** Texto citado **
=======

O comentário desata uma gargalhada geral só interrompida por uma freada brusca do motorista – um policial militar de farda camuflada, que dirige cercado de batedores da Força Nacional para evitar o trânsito. Os cerca de quarenta passageiros são todos jornalistas, de diversos Estados, convidados a participar do seminário “Cobertura Jornalística em Ações de Segurança Pública”, ministrado pelo Ministério da Justiça e pela Força Nacional de Segurança Pública. Durante dois dias – 28 e 29 de março – ficaríamos hospedados na base da FSN, no Gama (DF) para “promover a troca de informações entre profissionais de comunicação e de segurança pública sobre aspectos relativos às atividades operacionais de ambos”, como dizia o convite para o curso, no site do Ministério da Justiça.

Efetivo da Força em formação para conter a falsa manifestação. Um policial ficou ferido no exercício / Foto: Ciro Barros/Agência Pública
Efetivo da Força em formação para conter a falsa manifestação. Um policial ficou ferido no exercício / Foto: Ciro Barros/Agência Pública

Na base, que reúne contigente de policiais militares de diversos Estados, recebemos a primeira instrução: “Desçam lá e façam o trabalho dos senhores, como os senhores estão acostumados a fazer”. Fomos então cobrir a “manifestação” simulada pela tropa, com combatentes e oponentes – representados por militares mascarados atrás de uma barricada, encoberta por fumaça preta.

A encenação, levada a sério, acaba com um ferido real: um dos falsos manifestantes arremessou um tijolo que acertou em cheio a boca do companheiro de farda. O policial teve que passar por uma cirurgia e levou pontos no lábio superior. Um acontecimento de rotina, segundo nos disseram diversas vezes durante o curso.

Regularmente, a Força treina durante três semanas policiais militares, bombeiros, policiais civis e peritos criminais vinculados às secretarias de segurança pública dos estados conveniados, que depois retornam aos seus estados de origem. Aqueles que tiverem obtido um conceito “muito bom” nos testes da Força, passam a integrá-la. Segundo o Boletim de 2013 da Força Nacional de Segurança Pública, mais de 10 mil homens compõem o efetivo do programa; e 142 operações em 23 unidades da federação foram executadas desde 2004.

Nesse ano, a Força se prepara para a possibilidade de entrar em campo na Copa do Mundo em doze Estados. O governo federal pode enviar seus homens no momento que quiser, desde que considere estar diante de uma situação de emergência. O emprego deve ser principalmente das polícias militares. Em Natal, por exemplo, já está definido que 300 homens da Força Nacional vão reforçar o efetivo da PM potiguar. Segundo a Portaria 394, de 4 de março de 2008 , o reforço de policiamento ostensivo pela Força Nacional está previsto em seis situações, dentre elas a contenção em áreas de “grande perturbação da ordem pública”, bloqueios de rodovias e em grandes eventos públicos de repercussão internacional. Quase todas as manifestações durante a Copa podem ser enquadradas nesses critérios.

=======

** Tarefas e exercícios **
1. Responda às perguntas abaixo com base no texto sobre a Força Nacional.
(a) Quantos eram, aproximadamente, os passageiros convidados para o seminário, e qual era a profissão deles?
(b) Durante quanto tempo a Força treina regularmente os profissionais dos estados conveniados?
(c) Segundo a Portaria 394, em quantas situações está previsto o reforço de policiamento ostensivo pela Força Nacional?
2. Retome o texto sobre a Força Nacional e dê continuidade a ele a partir da última frase apresentada.

** Linhas fornecidas **
=======

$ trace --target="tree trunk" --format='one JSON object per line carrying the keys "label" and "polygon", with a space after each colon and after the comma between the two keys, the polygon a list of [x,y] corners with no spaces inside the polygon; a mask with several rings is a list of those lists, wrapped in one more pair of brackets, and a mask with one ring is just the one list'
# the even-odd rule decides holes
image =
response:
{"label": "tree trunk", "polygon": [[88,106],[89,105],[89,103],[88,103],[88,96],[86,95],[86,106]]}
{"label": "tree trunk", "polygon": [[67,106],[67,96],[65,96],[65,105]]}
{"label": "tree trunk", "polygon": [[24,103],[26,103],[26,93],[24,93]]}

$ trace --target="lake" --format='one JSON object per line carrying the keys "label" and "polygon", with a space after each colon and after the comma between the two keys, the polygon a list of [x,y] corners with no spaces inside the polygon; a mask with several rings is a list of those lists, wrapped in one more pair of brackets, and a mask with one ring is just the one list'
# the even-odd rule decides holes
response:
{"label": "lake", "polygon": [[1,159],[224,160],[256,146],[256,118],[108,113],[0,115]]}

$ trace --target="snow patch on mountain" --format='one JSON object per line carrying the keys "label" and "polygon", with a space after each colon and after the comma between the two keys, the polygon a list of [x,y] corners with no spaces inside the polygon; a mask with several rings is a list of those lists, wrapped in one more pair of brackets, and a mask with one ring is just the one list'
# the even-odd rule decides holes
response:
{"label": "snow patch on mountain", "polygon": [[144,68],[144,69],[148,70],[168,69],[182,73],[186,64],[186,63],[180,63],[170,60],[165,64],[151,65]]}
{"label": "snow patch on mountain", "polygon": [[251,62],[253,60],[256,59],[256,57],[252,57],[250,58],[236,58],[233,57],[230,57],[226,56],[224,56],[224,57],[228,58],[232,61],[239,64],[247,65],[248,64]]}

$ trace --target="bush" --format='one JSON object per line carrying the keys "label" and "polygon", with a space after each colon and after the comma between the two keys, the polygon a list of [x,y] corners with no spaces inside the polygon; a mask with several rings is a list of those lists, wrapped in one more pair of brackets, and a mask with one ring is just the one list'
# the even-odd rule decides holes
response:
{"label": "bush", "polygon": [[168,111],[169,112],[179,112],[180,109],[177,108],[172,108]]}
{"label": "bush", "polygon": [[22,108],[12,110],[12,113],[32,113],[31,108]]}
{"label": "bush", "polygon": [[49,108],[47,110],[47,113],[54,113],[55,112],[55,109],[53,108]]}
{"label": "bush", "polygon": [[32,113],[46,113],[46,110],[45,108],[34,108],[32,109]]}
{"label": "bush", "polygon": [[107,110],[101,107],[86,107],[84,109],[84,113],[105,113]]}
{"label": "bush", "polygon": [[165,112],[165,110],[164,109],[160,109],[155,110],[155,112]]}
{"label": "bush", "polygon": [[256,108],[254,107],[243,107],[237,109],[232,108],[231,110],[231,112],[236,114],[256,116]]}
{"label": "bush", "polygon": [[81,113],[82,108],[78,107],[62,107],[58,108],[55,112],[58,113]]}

=======

** Respostas das tarefas **
1.
(a) Eram cerca de quarenta passageiros, todos jornalistas.
(b) Durante três semanas.
(c) Em seis situações.

2.
Criada pelo Decreto 5.289 de 2004, a Força Nacional de Segurança Pública é um programa de cooperação federativa entre estados para situações de emergência no campo da segurança pública. Um exemplo recente desse tipo de emergência foi a greve de policiais militares da Bahia, na semana passada. Sem os policiais militares para fazer o chamado policiamento ostensivo, atribuído à PM pelo artigo 144 da Constituição, o governador baiano Jaques Wagner (PT) pediu o apoio da Força Nacional ao governo federal que enviou os homens da Força para a Bahia.

“O que nós fazemos é otimizar recursos. Se há uma crise em algum estado, nós checamos quais estados podem enviar homens para conter a crise”, afirma o coronel gaúcho Alexandre Augusto Aragon, diretor da Força Nacional. Além dos salários regulares que recebem das secretarias estaduais de segurança, os profissionais recebem diárias pagas pelo governo federal quando acionados pelo programa.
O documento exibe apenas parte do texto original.